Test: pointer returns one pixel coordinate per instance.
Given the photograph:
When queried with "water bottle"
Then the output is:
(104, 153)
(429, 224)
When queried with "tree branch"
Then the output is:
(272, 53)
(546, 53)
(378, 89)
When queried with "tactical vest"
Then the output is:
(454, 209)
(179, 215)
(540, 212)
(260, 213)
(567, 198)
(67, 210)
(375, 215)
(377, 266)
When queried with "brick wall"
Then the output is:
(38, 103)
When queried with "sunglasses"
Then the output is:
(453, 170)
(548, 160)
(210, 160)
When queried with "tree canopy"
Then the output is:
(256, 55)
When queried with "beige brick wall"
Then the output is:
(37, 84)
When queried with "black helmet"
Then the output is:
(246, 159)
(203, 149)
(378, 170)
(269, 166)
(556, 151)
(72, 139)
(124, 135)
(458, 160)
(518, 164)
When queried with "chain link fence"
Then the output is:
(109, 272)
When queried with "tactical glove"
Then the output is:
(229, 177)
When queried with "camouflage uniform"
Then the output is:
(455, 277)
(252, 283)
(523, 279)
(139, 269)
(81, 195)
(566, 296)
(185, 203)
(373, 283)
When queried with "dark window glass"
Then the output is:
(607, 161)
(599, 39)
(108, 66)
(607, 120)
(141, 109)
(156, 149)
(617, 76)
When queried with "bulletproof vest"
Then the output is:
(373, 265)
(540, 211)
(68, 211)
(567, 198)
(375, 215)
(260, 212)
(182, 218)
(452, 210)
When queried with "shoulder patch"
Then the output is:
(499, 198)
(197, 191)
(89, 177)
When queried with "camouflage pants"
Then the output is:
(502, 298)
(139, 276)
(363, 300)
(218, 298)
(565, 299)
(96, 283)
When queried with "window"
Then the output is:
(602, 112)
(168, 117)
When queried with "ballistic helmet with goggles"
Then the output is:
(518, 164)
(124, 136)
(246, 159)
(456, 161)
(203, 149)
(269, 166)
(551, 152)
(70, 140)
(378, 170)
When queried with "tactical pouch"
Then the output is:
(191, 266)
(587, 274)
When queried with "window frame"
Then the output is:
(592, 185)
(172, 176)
::::
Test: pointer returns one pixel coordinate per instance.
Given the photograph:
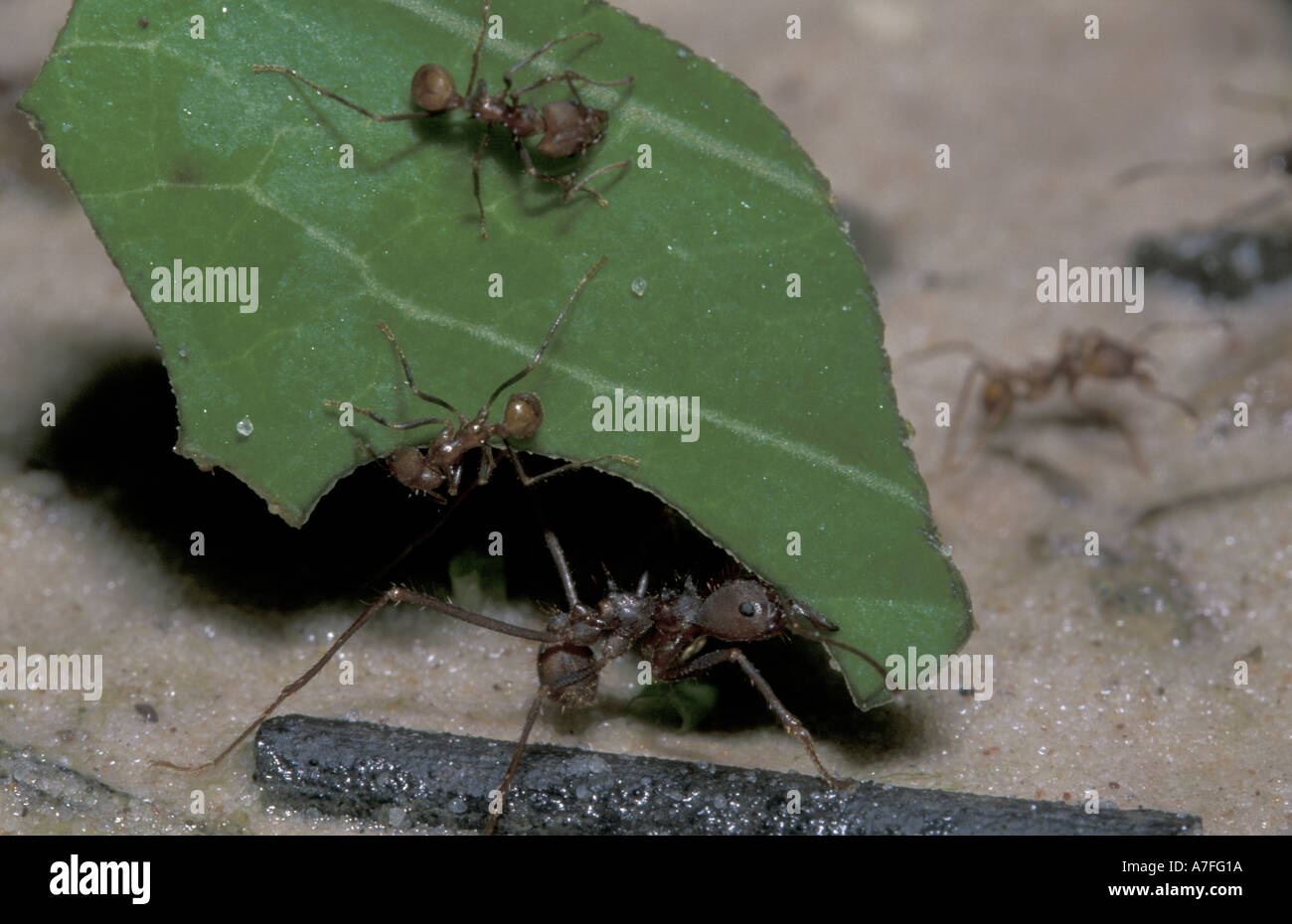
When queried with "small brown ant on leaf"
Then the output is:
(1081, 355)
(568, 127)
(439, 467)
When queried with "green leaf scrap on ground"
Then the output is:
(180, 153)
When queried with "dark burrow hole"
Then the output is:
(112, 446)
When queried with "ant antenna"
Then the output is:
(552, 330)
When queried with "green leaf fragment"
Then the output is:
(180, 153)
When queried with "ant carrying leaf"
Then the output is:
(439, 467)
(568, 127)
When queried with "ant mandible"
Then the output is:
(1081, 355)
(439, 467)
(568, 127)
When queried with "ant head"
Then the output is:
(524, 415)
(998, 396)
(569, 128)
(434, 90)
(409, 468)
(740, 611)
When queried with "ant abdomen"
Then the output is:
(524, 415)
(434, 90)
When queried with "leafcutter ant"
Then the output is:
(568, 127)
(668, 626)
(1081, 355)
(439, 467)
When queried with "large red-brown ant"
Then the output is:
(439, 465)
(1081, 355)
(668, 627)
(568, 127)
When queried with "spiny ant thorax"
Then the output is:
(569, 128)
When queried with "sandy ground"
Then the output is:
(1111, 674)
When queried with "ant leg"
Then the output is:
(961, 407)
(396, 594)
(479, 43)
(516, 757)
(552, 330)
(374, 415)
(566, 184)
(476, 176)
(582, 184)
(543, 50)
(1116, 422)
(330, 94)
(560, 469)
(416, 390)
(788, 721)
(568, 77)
::::
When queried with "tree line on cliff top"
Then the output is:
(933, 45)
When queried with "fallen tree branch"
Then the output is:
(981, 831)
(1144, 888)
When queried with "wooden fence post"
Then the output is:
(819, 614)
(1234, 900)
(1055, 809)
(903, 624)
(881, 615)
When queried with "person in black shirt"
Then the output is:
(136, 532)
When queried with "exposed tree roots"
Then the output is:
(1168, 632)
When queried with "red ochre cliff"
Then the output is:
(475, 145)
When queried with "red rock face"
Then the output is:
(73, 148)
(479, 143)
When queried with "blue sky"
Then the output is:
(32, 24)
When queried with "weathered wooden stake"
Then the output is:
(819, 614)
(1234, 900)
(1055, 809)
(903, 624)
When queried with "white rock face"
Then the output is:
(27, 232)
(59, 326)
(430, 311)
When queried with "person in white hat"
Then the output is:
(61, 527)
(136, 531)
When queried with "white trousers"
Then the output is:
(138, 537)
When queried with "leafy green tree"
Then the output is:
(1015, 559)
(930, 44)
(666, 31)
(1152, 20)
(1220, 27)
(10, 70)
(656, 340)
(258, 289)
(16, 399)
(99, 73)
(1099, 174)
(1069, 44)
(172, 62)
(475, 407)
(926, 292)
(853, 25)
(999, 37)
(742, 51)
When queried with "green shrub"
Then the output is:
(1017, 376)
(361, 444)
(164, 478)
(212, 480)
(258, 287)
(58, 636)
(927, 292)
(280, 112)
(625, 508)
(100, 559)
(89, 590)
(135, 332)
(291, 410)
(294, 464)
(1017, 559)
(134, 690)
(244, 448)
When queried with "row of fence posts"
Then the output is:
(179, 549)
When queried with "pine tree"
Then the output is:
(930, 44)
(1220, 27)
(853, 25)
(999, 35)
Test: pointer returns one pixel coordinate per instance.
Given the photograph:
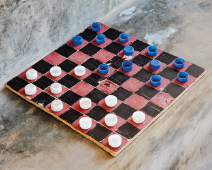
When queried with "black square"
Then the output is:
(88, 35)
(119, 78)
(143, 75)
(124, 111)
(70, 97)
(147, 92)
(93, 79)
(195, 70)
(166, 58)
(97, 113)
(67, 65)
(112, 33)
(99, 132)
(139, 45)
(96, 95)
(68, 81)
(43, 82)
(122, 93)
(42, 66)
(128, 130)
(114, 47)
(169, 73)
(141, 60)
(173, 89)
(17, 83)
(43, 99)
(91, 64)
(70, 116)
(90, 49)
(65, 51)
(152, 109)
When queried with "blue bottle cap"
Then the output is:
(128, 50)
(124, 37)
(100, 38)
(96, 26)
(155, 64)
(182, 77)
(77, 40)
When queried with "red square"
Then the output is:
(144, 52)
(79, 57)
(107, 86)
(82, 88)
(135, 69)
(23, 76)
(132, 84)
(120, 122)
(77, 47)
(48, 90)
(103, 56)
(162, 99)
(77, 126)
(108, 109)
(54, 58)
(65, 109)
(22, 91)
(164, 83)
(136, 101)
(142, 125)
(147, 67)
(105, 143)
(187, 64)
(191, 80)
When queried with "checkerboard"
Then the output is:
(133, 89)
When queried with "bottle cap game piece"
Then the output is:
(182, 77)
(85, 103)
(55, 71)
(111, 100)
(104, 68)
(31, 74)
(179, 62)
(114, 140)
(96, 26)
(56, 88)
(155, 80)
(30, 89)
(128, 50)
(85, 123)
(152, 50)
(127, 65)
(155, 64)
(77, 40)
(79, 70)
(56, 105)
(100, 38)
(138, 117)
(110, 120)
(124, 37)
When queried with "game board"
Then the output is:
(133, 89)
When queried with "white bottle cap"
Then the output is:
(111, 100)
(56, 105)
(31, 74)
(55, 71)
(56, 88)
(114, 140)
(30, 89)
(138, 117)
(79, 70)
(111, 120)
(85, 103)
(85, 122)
::::
_EXERCISE REQUIREMENTS_
Collect every line of the rows above that contains the string "camouflage", with case counting.

_COMPLETE RESPONSE_
When queried with "camouflage uniform"
When queried with "camouflage pants"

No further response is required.